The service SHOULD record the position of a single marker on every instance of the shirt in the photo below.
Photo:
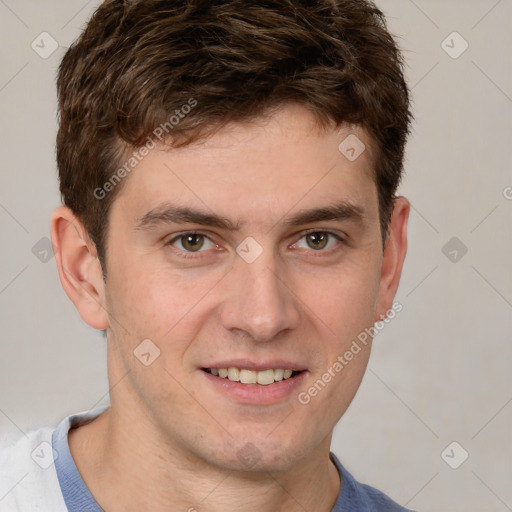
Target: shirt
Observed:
(38, 474)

§ **REQUIRED WORK**
Write out all of these records again, requests included, and move every point coordinate in the answers by -106. Leave the pictures out.

§ **SOLUTION FOR THIS EXERCISE**
The service SHOULD record the position of a single marker on every instance of the shirt in the photo below.
Photo:
Target: shirt
Observed:
(-68, 368)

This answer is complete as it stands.